**Texte à étudier:**
──────

Mais concernant cette crise, M. Sambe reconnaît qu’il y a les prêts spéciaux du FMI, qui ne sont pas conventionnels. À situation exceptionnelle, il y aura des prêts exceptionnels que le FMI va mettre en place. Ils peuvent être des prêts concessionnels (au moins 35 % de dons) à des taux très faibles ou nuls. ‘’Tous les bailleurs de fonds qui soutiennent le Sénégal vont dans le sens de prêts exceptionnels pour aider le pays. Ce ne sont pas des prêts pour construire des routes, des écoles, etc. C’est plutôt pour aider les populations à vivre, pour sauver des gens, les maintenir en vie. Et le FMI a prévu des prêts, en cas de catastrophe. Mais même si le F % I fait des prêts à un taux nul, si on emprunte 100 F CFA, on va rembourser 100 F’’, note-t-il.

Pour M. Sambe, le président Macky Sall, pendant 7 ans, ‘’s’est trop endetté’’ pour mettre en place des grands projets d’infrastructures. Or, le Fonds monétaire international a toujours alerté sur la dette. Parce que, dit-il, il y a des crises que personne ne peut prévoir. ‘’Et là, on est face à un choc exogène qui frappe l’économie. Face à une telle situation, on ne peut pas augmenter les impôts pour s’en sortir. Donc, si cela trouve un pays dans une situation de surendettement, cela va créer des problèmes. C’est le cas du Sénégal. Un pays sous-développé doit toujours prévoir ces situations-là. C’est sûr que Macky Sall, après cette crise, ne va plus s’endetter pour des grands projets, à part le grand stade de Diamniadio à 300 milliards’’, soutient-il.

L’année 2020 est déjà ‘’perdue’’. Cependant, pour le consultant, 2021 et 2022 seront des années de rattrapage. Parce qu’en décembre 2020, la croissance va être autour de 3 %, selon les estimations du chef de l’Etat. ‘’Donc, entre 2021 et 2022, il faudra qu’on se rattrape pour aller à des taux de plus de 4 ou 5 %. La seule chance pour le Sénégal, c’est que notre pétrole va sortir entre 2022 et 2023. Cela va aider l’Etat à pouvoir repartir. On espère que d’ici 2022, le prix du baril va flamber à nouveau’’, projette-t-il. Sur ce, il pense que la seule chance pour le Sénégal, avec cette crise, c’est que le baril est à 30 dollars actuellement. ‘’Parce qu’au Sénégal, la facture pétrolière est très lourde. Nous importons tout le pétrole que nous utilisons. Cette baisse va nous permettre d’avoir des marges de manœuvre et d’économiser cet argent. Mais une économie doit avoir une certaine souveraineté budgétaire, alimentaire, bancaire, etc.’’, argumente-t-il.

──────

**Listing fourni:**
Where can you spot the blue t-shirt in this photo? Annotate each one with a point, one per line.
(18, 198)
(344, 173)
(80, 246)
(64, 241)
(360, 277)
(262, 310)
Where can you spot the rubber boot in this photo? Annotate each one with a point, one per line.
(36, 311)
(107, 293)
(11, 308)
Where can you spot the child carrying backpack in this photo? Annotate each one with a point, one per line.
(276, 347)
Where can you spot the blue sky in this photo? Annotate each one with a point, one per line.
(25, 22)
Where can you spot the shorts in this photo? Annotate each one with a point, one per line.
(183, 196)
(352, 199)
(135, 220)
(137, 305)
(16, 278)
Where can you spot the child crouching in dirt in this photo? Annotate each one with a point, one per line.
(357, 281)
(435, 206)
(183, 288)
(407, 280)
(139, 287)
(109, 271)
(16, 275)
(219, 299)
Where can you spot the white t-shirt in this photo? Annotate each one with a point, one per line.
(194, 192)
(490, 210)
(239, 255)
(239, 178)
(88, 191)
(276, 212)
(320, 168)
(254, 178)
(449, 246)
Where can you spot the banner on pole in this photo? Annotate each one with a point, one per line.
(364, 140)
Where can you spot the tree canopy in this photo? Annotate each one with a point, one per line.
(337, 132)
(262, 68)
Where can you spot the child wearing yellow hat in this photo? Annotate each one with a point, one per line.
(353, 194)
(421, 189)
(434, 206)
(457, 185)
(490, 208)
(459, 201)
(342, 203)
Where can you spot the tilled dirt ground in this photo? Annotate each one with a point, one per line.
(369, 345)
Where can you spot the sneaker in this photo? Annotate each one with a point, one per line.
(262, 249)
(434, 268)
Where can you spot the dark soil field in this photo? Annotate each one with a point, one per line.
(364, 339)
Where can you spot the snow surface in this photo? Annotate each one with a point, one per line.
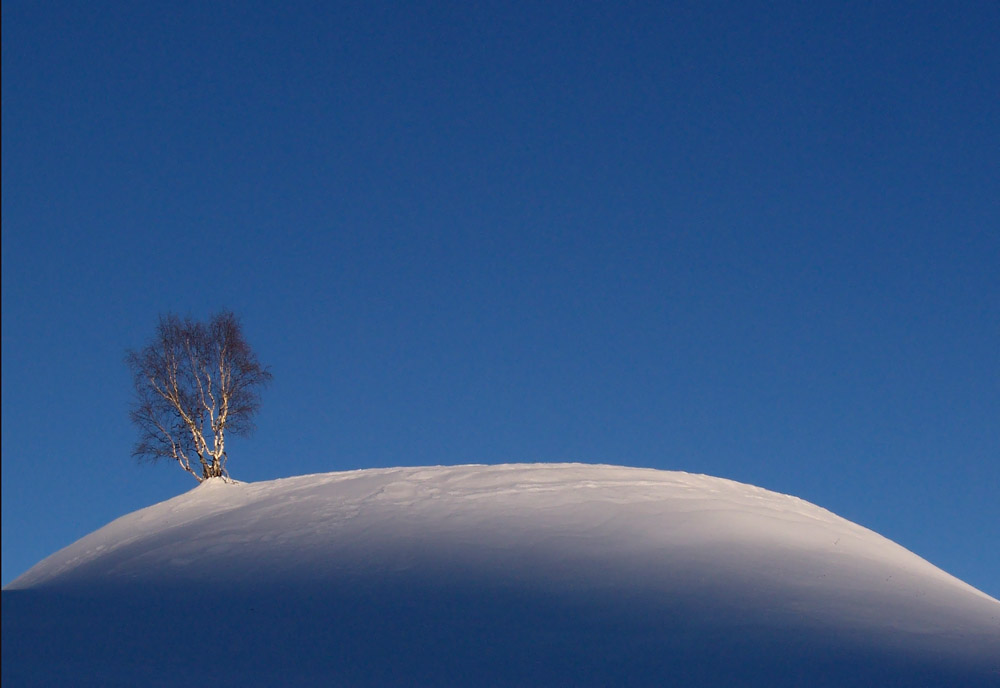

──────

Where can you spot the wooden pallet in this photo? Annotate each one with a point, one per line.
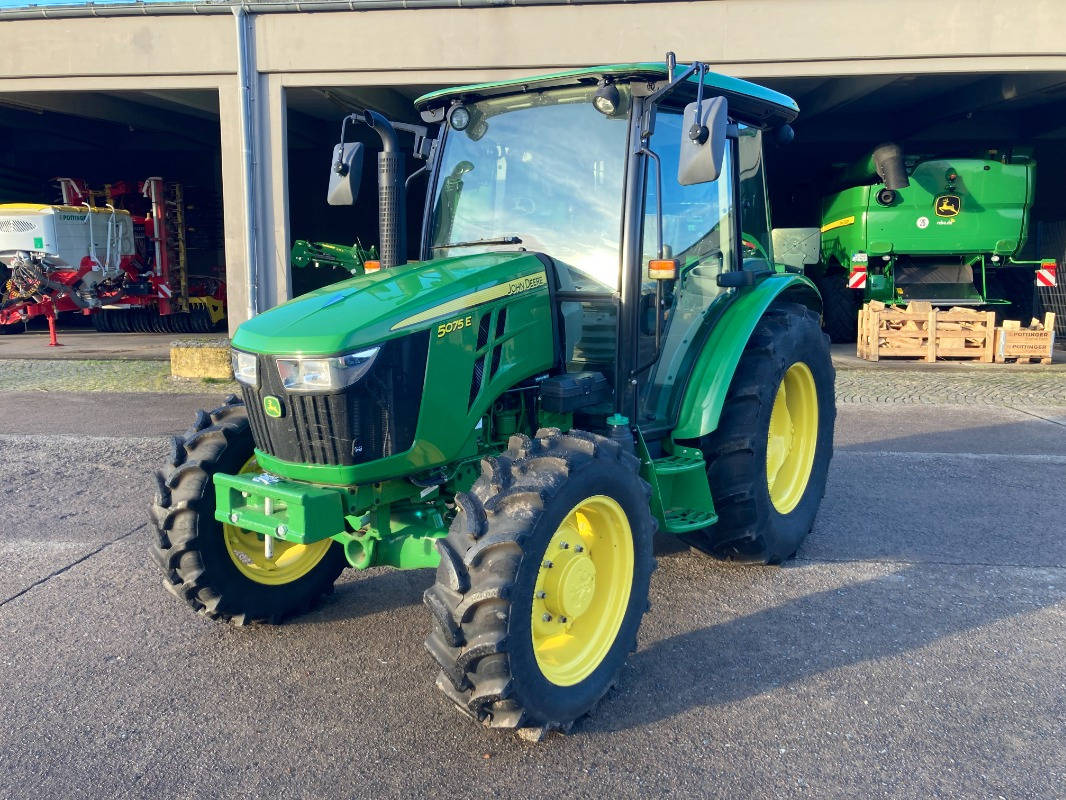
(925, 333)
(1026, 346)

──────

**Consigne:** Relevez toutes les années citées en chiffres dans le texte sur la dette et l'économie du Sénégal.

**Réponse:** 2020, 2021, 2022, 2023